=== Work instruction ===
The answer must consist of every line from the data that holds the string "paper".

Stored items:

"""

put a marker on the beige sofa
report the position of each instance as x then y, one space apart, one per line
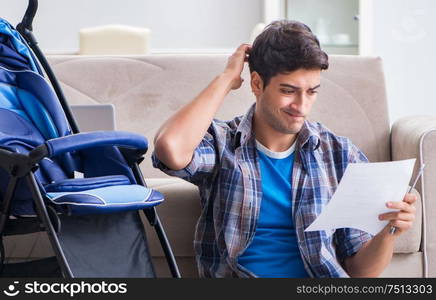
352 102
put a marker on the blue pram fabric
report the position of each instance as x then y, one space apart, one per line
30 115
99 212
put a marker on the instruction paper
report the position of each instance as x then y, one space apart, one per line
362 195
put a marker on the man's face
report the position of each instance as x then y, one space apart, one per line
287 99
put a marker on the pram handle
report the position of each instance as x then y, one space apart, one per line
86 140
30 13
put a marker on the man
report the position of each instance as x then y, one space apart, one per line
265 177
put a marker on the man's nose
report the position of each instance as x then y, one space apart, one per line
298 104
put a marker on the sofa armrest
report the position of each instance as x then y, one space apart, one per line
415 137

"""
"""

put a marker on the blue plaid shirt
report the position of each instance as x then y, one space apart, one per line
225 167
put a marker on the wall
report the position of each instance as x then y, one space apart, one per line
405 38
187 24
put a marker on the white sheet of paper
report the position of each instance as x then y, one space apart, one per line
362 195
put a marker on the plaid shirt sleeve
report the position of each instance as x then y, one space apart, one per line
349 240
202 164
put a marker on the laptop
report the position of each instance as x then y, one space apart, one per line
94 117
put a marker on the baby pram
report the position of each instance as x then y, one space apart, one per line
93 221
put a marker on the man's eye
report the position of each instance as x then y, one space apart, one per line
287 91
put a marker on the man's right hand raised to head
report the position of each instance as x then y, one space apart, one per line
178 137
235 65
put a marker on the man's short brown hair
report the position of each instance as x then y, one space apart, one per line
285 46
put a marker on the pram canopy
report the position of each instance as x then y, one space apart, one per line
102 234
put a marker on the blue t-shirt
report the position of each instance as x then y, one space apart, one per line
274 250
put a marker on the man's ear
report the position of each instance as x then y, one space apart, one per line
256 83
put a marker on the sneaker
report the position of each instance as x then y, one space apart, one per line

"""

=== Written answer ===
put a marker on the instruction paper
put a marker on the white sheet of paper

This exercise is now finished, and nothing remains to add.